▶ Given task
Copy out all of the data below with no alterations.

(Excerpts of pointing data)
· · · ·
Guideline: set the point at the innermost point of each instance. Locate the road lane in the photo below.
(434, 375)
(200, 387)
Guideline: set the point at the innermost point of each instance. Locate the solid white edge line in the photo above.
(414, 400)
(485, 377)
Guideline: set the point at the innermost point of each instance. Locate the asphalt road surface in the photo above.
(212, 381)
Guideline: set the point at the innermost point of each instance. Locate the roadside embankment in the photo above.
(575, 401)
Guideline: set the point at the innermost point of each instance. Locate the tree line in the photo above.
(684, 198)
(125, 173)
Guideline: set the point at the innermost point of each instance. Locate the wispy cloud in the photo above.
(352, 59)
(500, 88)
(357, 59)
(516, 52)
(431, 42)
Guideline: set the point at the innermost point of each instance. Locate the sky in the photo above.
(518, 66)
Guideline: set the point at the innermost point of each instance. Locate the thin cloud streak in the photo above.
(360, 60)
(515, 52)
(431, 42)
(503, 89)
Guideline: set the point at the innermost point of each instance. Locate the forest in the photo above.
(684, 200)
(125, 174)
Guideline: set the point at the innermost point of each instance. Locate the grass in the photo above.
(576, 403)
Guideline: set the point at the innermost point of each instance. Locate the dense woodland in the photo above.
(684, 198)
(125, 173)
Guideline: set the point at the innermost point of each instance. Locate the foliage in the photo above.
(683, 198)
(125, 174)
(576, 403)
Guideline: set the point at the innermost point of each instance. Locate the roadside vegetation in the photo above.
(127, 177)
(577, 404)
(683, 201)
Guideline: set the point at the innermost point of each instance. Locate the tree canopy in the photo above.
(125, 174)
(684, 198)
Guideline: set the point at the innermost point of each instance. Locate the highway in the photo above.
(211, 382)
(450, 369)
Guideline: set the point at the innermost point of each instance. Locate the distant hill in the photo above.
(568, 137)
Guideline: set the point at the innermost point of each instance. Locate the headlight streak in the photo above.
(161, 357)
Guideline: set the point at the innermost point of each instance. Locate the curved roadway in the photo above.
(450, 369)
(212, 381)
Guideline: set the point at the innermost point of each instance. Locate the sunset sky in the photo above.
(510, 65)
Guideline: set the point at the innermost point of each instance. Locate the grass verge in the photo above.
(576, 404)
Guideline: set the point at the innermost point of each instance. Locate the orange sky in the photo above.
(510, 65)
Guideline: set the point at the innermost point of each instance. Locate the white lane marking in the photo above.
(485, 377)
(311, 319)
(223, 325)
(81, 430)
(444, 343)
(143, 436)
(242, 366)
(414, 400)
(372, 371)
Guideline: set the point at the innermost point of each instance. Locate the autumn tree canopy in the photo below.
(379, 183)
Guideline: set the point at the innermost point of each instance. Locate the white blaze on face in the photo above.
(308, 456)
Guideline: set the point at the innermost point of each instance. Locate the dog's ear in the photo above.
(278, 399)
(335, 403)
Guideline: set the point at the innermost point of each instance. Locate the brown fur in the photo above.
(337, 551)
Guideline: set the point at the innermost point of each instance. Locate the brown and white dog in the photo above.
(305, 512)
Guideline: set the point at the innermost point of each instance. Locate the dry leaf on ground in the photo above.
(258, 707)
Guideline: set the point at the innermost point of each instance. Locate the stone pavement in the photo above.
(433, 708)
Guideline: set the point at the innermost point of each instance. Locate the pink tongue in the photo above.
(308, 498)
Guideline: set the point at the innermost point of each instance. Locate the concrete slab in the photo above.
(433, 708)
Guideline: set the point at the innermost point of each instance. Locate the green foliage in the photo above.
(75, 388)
· · · ·
▶ Reply
Guideline: set the point at the innermost point of each instance. Locate the road lane in the photo below.
(434, 375)
(200, 387)
Guideline: set the point at the innermost point of each instance. Locate the solid white edge line in the photo above.
(414, 400)
(485, 377)
Guideline: set the point at the innermost point of each instance. Locate the asphalt road surface in the photo above.
(212, 381)
Guideline: set the point at the innermost point of each instance. Locate the roadside embankment in the photo above.
(575, 401)
Guideline: set the point at the innermost point of each instance. Locate the tree line in the photo above.
(684, 198)
(125, 173)
Guideline: set the point at the innermost point of each instance. Locate the wispy cloud in the photo above.
(352, 59)
(500, 88)
(357, 59)
(516, 52)
(431, 42)
Guideline: set the point at the innermost point of each instance. Locate the sky in the photo above.
(518, 66)
Guideline: set the point at the innermost point of each instance. Locate the thin cloud streak in the photo above.
(360, 60)
(515, 52)
(431, 42)
(503, 89)
Guideline: set the point at the innermost point of each instance. Locate the forest in the photo above.
(684, 200)
(125, 174)
Guideline: set the point at the innermost point of each instance. Locate the grass in the photo above.
(576, 403)
Guideline: set the point at the innermost point of each instance. Locate the dense woodland in the photo above.
(684, 198)
(125, 173)
Guideline: set the point at the innermost point of each instance. Locate the foliage in the photo above.
(683, 198)
(125, 174)
(576, 403)
Guideline: set the point at the innermost point of each instance. Locate the roadside vegetation in the photo above.
(127, 177)
(577, 404)
(683, 201)
Guideline: set the point at the innermost point of each instance. Locate the tree canopy in the photo above.
(125, 174)
(684, 198)
Guideline: set the point at the innermost point of each instance. Locate the highway in the photo above.
(211, 382)
(450, 369)
Guideline: set the point at the innermost point of each instance. Locate the distant hill in the photo above.
(568, 137)
Guideline: set the point at the innermost point of each instance. Locate the headlight streak in the photo above.
(161, 357)
Guideline: set the point at the innermost point of each instance. Locate the curved roadway in the photo above.
(450, 369)
(212, 381)
Guideline: set the point at the innermost point of each instance. Locate the sunset sky in the photo above.
(510, 65)
Guideline: set the point at the innermost point of each instance. Locate the grass verge in the photo above.
(576, 404)
Guideline: set the point at the innermost point of each instance. Locate the orange sky in the photo above.
(510, 65)
Guideline: set the point at the innermost point of each instance. Locate the white lane marking in the photo above.
(485, 377)
(311, 319)
(223, 325)
(81, 430)
(444, 343)
(143, 436)
(242, 366)
(414, 400)
(372, 371)
Guideline: set the point at the innermost point of each instance. Locate the autumn tree canopy in the photo below.
(379, 183)
Guideline: set the point at the innermost point of each instance. Locate the white blaze on face in the photo above.
(308, 456)
Guideline: set the point at the innermost point of each instance. Locate the dog's ear in the photo above.
(278, 399)
(335, 403)
Guideline: set the point at the innermost point of each instance. Locate the brown fur in the photo above.
(337, 551)
Guideline: set the point at the innermost point of each instance. Locate the brown and white dog in the photo above.
(305, 512)
Guideline: set the point at the innermost point of each instance. Locate the dry leaf on ground in the photo above.
(258, 707)
Guideline: set the point at the innermost point of each instance. Locate the stone pavement in the photo above.
(433, 708)
Guideline: set the point at the innermost point of each instance. Locate the pink tongue in the photo above.
(308, 498)
Guideline: set the point at the innermost point of each instance. Locate the concrete slab in the photo above.
(433, 708)
Guideline: set the point at the innermost point of each instance. Locate the green foliage in the photo above.
(75, 388)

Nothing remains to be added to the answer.